Source material Start Marker
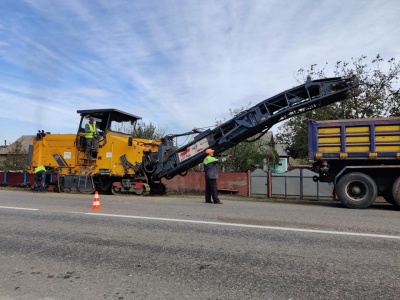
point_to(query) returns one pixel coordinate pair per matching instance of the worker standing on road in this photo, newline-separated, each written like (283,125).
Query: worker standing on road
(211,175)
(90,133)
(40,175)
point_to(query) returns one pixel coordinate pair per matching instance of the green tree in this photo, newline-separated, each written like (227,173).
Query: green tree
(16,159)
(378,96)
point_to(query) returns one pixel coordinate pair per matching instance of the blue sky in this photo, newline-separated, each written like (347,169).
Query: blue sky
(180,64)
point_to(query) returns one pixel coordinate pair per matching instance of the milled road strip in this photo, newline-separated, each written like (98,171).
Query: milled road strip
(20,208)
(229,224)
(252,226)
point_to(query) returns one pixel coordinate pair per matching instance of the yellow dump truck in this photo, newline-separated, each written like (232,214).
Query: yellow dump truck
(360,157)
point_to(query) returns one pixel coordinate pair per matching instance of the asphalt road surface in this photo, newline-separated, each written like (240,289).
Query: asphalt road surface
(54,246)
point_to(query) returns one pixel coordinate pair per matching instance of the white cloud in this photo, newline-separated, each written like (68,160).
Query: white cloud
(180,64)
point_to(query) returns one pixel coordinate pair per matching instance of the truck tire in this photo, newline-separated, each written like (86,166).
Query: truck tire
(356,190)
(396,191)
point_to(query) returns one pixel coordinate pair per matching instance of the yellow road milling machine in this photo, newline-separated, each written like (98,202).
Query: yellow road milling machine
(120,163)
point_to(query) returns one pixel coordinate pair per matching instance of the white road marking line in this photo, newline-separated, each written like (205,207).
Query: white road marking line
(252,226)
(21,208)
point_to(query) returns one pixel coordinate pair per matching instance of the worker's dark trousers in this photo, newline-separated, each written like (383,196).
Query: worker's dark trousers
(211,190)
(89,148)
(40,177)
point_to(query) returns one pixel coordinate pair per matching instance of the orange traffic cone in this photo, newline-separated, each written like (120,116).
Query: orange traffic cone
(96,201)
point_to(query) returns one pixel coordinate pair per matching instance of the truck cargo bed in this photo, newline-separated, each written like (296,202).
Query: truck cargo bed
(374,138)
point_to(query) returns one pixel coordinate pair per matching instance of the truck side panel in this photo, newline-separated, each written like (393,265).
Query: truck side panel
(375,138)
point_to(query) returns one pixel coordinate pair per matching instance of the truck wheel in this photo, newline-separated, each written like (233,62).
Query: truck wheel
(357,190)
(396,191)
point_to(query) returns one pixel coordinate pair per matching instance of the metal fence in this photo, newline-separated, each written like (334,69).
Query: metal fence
Source material End Marker
Source material Start Marker
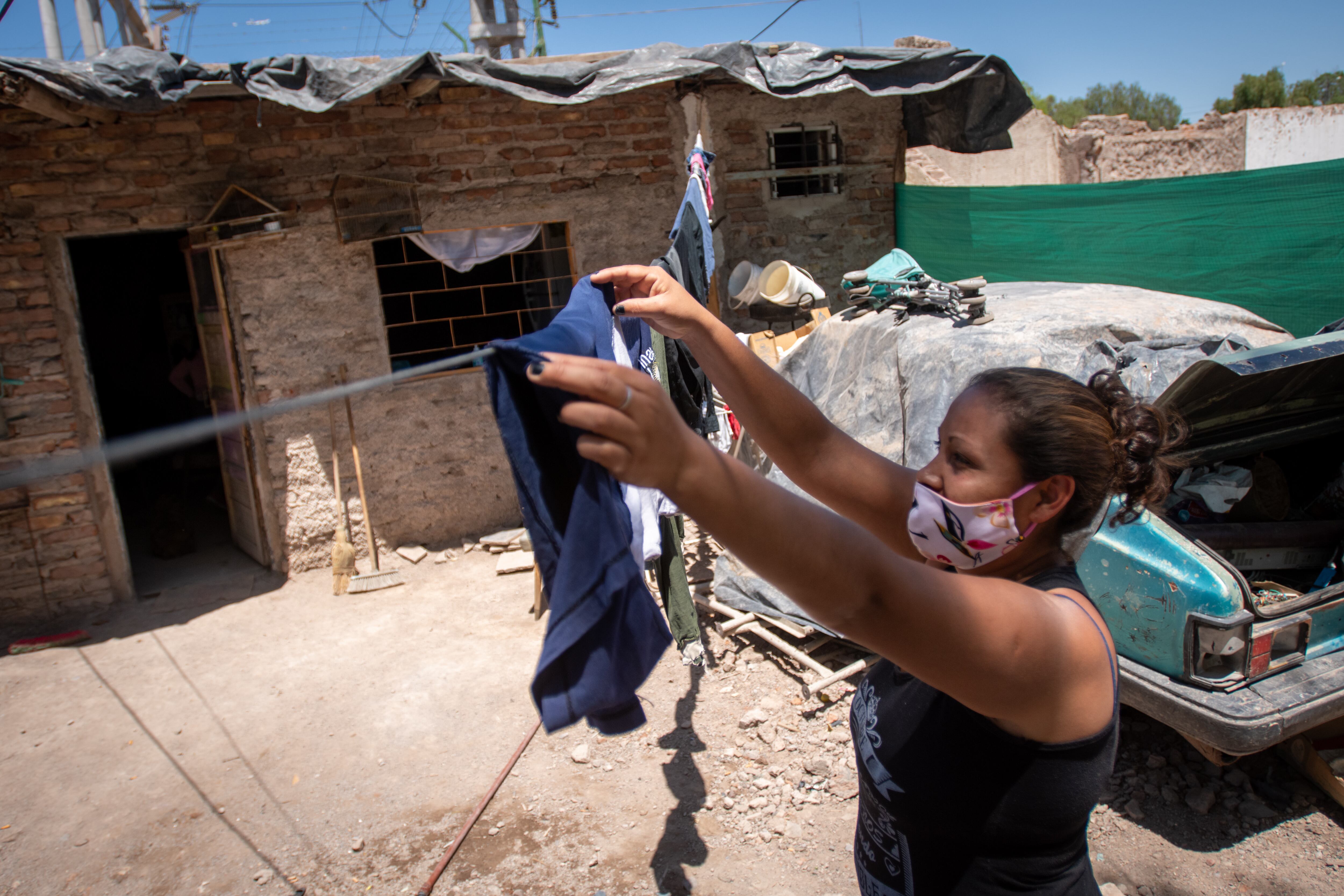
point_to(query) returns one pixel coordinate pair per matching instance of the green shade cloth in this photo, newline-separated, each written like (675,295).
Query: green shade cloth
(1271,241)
Source material End Marker
Source material Start Marker
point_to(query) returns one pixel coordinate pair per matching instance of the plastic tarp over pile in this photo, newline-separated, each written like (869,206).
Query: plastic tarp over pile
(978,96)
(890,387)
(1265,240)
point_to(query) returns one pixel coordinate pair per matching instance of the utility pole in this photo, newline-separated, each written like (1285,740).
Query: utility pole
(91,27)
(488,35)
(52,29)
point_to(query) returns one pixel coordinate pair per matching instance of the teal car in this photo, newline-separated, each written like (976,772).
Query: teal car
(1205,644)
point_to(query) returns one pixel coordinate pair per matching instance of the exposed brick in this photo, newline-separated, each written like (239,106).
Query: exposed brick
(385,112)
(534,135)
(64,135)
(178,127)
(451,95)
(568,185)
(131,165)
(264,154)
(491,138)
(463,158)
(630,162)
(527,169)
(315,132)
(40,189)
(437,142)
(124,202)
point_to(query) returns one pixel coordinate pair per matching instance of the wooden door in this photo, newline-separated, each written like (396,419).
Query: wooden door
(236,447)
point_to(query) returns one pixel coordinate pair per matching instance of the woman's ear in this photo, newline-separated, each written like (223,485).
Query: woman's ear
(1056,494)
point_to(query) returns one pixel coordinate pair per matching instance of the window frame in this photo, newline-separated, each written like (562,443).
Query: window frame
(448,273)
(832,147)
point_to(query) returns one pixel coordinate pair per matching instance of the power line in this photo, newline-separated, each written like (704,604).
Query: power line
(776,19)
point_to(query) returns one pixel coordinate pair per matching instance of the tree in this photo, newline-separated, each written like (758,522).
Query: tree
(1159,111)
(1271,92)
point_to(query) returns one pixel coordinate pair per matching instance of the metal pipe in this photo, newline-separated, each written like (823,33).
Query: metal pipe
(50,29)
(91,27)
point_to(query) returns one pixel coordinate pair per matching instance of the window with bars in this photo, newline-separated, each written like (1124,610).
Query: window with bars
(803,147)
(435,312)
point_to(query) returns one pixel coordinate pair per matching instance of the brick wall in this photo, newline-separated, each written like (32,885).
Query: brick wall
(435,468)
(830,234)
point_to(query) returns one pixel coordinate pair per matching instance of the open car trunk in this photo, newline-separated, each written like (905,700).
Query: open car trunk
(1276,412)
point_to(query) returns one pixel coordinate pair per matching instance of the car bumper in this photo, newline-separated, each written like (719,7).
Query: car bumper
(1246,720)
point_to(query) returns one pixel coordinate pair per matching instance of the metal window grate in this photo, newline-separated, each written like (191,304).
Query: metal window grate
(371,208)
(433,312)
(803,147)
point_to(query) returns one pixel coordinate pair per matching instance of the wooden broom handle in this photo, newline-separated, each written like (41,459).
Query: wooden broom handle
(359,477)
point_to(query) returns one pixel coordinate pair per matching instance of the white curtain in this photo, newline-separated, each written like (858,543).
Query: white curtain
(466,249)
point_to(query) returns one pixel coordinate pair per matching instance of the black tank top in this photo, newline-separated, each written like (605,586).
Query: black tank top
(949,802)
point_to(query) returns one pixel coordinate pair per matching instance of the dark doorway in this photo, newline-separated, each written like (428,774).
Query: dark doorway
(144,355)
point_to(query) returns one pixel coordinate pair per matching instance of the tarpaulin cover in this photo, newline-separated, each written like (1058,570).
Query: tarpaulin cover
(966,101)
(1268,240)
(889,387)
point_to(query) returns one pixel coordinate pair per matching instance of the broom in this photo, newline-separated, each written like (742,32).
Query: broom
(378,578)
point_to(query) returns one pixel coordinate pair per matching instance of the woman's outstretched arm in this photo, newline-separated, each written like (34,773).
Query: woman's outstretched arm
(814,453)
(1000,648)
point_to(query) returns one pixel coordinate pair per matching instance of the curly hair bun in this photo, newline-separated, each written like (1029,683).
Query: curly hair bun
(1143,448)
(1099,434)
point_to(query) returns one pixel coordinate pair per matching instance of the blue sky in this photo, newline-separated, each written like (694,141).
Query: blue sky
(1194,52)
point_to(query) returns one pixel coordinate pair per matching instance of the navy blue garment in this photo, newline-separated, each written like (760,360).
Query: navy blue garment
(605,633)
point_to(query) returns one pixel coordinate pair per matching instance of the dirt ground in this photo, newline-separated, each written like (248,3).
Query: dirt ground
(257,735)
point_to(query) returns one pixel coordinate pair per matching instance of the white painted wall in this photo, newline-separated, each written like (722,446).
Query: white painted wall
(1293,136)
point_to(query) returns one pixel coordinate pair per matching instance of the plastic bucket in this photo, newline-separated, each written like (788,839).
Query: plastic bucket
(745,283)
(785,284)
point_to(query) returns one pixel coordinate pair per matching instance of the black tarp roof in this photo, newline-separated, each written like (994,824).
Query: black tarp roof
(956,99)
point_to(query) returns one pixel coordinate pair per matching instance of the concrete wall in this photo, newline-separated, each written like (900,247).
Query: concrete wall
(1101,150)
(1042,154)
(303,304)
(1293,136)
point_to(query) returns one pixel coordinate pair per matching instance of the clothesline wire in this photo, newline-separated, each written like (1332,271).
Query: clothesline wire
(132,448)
Source material End Marker
Required work -
Across the material above, how many lines have the word "fence" in them? Answer with a bare number.

Response to the task -
2